* start EXERCISE INPUT *
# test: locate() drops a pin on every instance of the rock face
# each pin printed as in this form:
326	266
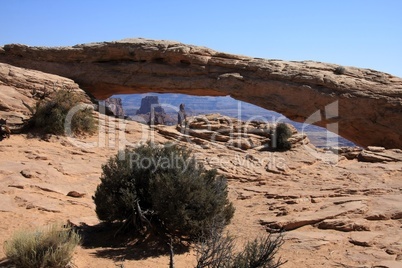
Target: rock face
20	89
365	104
149	102
115	106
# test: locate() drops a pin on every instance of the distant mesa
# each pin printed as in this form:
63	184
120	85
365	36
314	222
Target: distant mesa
367	103
152	112
148	103
113	107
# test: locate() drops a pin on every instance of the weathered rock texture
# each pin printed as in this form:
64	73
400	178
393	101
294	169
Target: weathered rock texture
21	89
368	105
115	105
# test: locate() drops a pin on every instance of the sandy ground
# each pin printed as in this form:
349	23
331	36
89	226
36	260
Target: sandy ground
343	215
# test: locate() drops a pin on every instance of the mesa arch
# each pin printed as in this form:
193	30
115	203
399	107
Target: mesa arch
368	103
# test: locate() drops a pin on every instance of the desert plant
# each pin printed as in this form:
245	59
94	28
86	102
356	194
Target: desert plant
282	134
340	70
217	251
48	247
165	182
50	115
260	253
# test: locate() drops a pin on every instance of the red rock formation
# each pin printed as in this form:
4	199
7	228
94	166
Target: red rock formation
365	104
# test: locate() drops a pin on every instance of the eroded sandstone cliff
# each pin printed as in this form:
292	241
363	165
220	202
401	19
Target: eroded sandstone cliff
363	105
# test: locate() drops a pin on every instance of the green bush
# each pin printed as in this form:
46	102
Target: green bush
164	187
282	134
50	247
218	251
50	115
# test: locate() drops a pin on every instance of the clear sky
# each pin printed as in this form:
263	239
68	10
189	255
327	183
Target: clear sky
361	33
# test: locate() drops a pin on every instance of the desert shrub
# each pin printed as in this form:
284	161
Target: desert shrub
218	251
50	115
164	182
340	70
49	247
282	134
260	253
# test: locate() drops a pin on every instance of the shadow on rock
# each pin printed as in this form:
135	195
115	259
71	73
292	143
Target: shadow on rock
112	244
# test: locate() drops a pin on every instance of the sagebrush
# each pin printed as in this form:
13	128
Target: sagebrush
162	187
218	251
50	114
47	247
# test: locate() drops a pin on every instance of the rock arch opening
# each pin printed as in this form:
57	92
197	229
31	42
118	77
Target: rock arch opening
369	103
136	109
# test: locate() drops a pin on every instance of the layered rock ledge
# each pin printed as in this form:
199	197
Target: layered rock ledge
365	104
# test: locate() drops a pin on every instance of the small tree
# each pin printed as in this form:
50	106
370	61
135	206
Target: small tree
50	115
282	134
217	251
167	183
50	247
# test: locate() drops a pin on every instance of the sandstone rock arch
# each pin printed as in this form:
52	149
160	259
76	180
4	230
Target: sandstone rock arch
366	104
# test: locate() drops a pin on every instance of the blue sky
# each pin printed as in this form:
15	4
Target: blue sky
361	33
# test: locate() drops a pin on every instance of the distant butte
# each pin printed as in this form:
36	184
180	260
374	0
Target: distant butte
366	104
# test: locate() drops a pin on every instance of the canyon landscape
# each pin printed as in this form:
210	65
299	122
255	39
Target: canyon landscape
336	207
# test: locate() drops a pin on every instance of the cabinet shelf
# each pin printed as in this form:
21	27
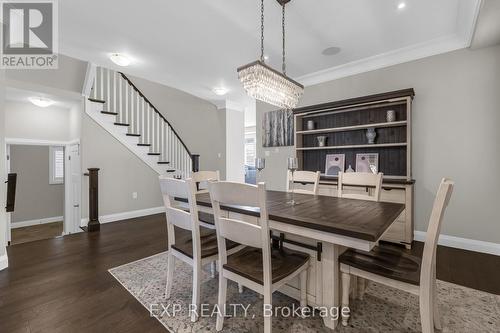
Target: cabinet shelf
376	145
355	127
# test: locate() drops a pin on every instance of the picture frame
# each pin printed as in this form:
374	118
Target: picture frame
367	162
334	164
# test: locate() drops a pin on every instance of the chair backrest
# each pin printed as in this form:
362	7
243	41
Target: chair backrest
255	235
176	188
300	176
203	177
367	179
427	272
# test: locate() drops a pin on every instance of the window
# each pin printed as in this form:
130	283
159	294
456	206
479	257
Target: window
56	165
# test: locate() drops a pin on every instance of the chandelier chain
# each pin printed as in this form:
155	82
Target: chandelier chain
262	30
283	66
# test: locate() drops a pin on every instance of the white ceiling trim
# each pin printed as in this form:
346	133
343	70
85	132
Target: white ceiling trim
413	52
466	23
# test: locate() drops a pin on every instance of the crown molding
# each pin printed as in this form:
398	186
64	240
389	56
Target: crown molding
467	15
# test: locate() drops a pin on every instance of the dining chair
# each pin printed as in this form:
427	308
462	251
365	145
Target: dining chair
396	268
366	179
305	177
257	266
187	240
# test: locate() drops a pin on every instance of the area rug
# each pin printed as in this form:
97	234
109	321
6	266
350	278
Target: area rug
383	309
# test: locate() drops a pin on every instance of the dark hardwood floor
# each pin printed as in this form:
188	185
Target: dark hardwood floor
62	284
36	232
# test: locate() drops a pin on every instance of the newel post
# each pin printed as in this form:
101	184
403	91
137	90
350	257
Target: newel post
196	162
93	224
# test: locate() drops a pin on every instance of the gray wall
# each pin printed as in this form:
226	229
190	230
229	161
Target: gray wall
199	123
35	197
455	133
121	173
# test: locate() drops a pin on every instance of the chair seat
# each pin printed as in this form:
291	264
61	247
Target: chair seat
248	263
206	217
208	237
385	261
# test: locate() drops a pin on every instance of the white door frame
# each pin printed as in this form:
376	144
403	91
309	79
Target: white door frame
69	226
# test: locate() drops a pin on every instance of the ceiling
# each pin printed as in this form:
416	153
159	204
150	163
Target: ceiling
23	95
196	45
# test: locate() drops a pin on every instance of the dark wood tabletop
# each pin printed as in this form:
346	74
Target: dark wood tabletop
366	220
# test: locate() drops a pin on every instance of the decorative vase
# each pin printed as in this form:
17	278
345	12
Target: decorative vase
370	135
310	125
321	140
390	116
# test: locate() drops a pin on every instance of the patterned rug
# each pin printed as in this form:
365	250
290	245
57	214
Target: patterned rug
383	309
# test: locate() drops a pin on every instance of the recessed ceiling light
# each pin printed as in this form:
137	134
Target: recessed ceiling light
41	101
331	50
120	59
220	91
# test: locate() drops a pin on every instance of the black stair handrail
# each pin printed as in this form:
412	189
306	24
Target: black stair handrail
156	110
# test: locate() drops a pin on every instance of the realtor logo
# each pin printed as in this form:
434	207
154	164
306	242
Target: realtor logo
29	34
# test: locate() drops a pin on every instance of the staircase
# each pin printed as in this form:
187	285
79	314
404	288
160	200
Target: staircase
119	106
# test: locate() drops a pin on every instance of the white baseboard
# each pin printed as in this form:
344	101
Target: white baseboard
126	215
463	243
14	225
4	262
* end EXERCISE INPUT *
> [WRITTEN TASK]: Repeat only the lines from the one holding "the white door frame" through the last line of the data.

> [REPLY]:
# test: locate() drops a pin on every instance of the white door frame
# each pin printed as in this form:
376	144
403	91
309	79
Target: white door frame
69	226
# test: locate() drops a pin on every instance of the ceiling
# each pin printed as in this form:
416	153
159	204
150	163
Target: ceiling
23	95
196	45
# test: locate() drops a pin on every instance of the dark wood tabletop
# each pin printed as in this form:
346	74
Target: dark wood tabletop
366	220
# test: locate() drops a pin on every instance of the decorative vase
# each pin printed as in this form:
17	278
345	12
Target: decorative vase
370	135
310	125
321	140
390	116
# test: locate() drops a pin on every instance of the patterned rug
# each pin printed as in this form:
365	250
290	245
57	214
Target: patterned rug
383	309
# test: locate() drops a pin on every instance of the recessed ceiling light
# each pin printed as in this form:
137	134
Target: recessed ceiling light
41	101
331	50
120	59
220	91
# test: locate() drops a pin on every instance of the black stair handrail
# each pin printed as in this form:
412	189
306	24
Target: black stair handrail
156	110
# test: locate() drops a pin on every instance of the realtor logo
# each pin printed as in this form:
434	207
154	164
306	242
Target: realtor logo
29	34
# test: locate() drops a pin on every instance of the staircase
# each pin printed as in this form:
187	285
79	314
404	288
160	200
Target: staircase
119	106
# test: locate() drops a pin on every instance of the white baseboard
# each pin printed as in this form:
344	101
Target: white baseboard
126	215
463	243
14	225
4	262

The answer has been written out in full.